Tuesday, March 18, 2014

Maybe the System Isn't the Solution - Maybe It's the Problem

I read a lot. It takes discipline; I set aside at least an hour every single day for reading. I read both fiction and non-fiction, but as I've gotten older I've definitely trended more towards non-fiction. Even the most speculative of fiction authors often have a hard time matching the amazing stuff I find in the news every day. I think it's one of the reasons that one of my favorite fiction authors, William Gibson, has transitioned from writing about the near future to writing about the recent past. You can't make this stuff up.

Much my non-fiction choices have been in the realms of economics, and how and why complex systems fail. My initial motivation for both of these topics was in fact professional interest. I'm a little surprised to discover that my recent choices in reading material tend to combine these two topics, a relation that has been slowly dawning on me over the past decade or so.

Charles Perrow, Normal Accidents: Living with High Risk Technologies, Princeton University Press, 1999

On June 1, 1974 in Flixborough England, a chemical plant that manufactured a component of nylon exploded. The blast was estimated to be equivalent to as much as 45 tons of TNT. The plant was destroyed. All of the maintenance records that might have provided more details as to the exact cause of the disaster were destroyed. Buildings a thousand feet away from the plant were damaged. Windows a mile and three quarters away were broken. Twenty-eight people were killed, and at least eighty-nine were injured. It is believed that a cloud of cyclohexane vapor, a byproduct of production, escaped and ignited, generated the immense fuel-air explosion.

This is one of the many catastrophic accidents that Perrow describes in detail in his book. I would be lying if I didn't admit to a certain amount of fascinated schadenfreude for some of the apocalyptic events he documents. Two common themes that emerge is the presence of non-linear dynamics and tight-coupling.

Perrow writes that that the exact functioning of many of the reactions used for production in large commercial chemical plants are not well understood theoretically, even by experts in the field. In an effort to make such plants more efficient, their production systems are full of positive and negative feedback loops which can (and do) react in non-linear ways, and which are only stable within a narrow range of operating conditions. Even the physics may not be well understood; Perrow talks about how neutron bombardment embrittlement of nuclear reactor vessels came as a surprise.

It's no coincidence that the phrase "going non-linear" is a euphemism for a situation going very wrong very quickly. In The Logic of Failure: Recognizing and Avoiding Error in Complex Situations (which I wrote about in Imperfect People Build Imperfect Systems) [1], psychologist Dietrich Dörner writes about how humans really suck at conceptualizing and understanding complex non-linear systems. This means when complex systems like chemical plants enter an unexpected region of their operational parameters, typically due to one or more failures or mistakes lining up in time, it is difficult for human operators to understand what is happening, or to even recognize that something is happening at all. My own experience suggests it is difficult for designers of digital control systems to anticipate such failures, particularly when the systems under their control suddenly and unexpectedly depart from their normal operational envelope. Perrow captures the essence of non-linear behavior when he writes that it is a sensitivity to "trivial events in nontrivial systems" (p. 43).

__SUPPLIED INFORMATION__:
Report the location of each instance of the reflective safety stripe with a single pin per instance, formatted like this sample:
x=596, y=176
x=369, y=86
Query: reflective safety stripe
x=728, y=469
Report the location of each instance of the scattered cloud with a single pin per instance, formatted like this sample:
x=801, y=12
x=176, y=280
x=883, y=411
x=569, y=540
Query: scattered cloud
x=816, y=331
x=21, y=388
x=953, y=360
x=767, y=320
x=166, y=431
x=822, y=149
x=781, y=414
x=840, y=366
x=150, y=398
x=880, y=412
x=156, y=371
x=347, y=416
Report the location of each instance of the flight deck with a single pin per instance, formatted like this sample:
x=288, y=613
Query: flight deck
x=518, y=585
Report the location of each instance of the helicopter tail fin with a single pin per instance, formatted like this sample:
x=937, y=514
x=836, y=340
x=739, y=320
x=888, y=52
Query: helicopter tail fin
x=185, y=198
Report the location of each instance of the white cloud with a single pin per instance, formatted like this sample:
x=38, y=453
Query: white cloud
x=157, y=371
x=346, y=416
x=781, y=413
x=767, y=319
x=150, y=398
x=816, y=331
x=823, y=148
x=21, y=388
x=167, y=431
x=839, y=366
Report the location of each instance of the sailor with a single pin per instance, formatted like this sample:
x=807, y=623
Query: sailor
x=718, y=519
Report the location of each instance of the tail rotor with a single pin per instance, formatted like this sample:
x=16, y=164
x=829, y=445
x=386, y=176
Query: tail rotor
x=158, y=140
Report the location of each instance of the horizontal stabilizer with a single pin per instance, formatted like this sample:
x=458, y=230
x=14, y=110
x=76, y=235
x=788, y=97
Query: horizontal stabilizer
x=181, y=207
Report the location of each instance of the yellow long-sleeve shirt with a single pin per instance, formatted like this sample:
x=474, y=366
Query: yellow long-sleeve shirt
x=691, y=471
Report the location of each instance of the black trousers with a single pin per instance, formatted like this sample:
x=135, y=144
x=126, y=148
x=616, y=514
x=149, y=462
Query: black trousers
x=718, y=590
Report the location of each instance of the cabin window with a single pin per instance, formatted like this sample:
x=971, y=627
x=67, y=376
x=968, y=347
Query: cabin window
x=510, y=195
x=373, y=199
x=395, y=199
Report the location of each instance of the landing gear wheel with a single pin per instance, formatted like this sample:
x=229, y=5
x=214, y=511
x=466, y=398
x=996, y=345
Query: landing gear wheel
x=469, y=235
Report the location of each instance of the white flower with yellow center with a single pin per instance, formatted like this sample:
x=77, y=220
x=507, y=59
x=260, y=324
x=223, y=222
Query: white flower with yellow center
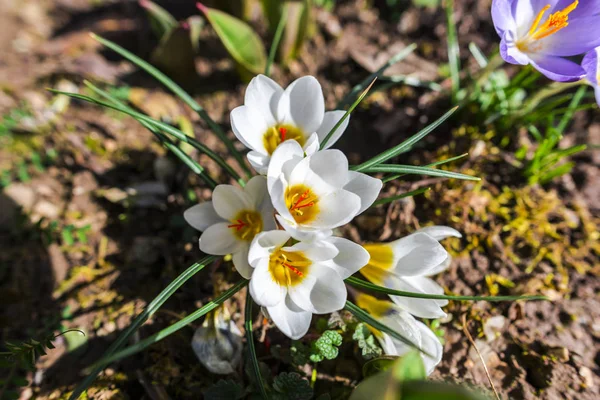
x=407, y=326
x=271, y=116
x=232, y=219
x=406, y=264
x=316, y=193
x=294, y=281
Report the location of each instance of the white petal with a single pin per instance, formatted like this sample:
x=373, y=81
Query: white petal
x=302, y=233
x=321, y=291
x=284, y=159
x=351, y=257
x=364, y=186
x=315, y=251
x=256, y=189
x=262, y=96
x=249, y=128
x=229, y=200
x=336, y=209
x=290, y=319
x=259, y=161
x=440, y=232
x=302, y=104
x=422, y=308
x=263, y=288
x=219, y=240
x=240, y=262
x=323, y=171
x=312, y=144
x=417, y=254
x=201, y=216
x=329, y=120
x=264, y=243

__GIVEN INSTRUCTION__: From the post on why complex systems fail, reproduce the passage starting at the words "Maybe the System" and ending after "this stuff up.". The data was taken from a different source than the post on why complex systems fail.

__EXERCISE ANSWER__:
Maybe the System Isn't the Solution - Maybe It's the Problem

I read a lot. It takes discipline; I set aside at least an hour every single day for reading. I read both fiction and non-fiction, but as I've gotten older I've definitely trended more towards non-fiction. Even the most speculative of fiction authors often have a hard time matching the amazing stuff I find in the news every day. I think it's one of the reasons that one of my favorite fiction authors, William Gibson, has transitioned from writing about the near future to writing about the recent past. You can't make this stuff up.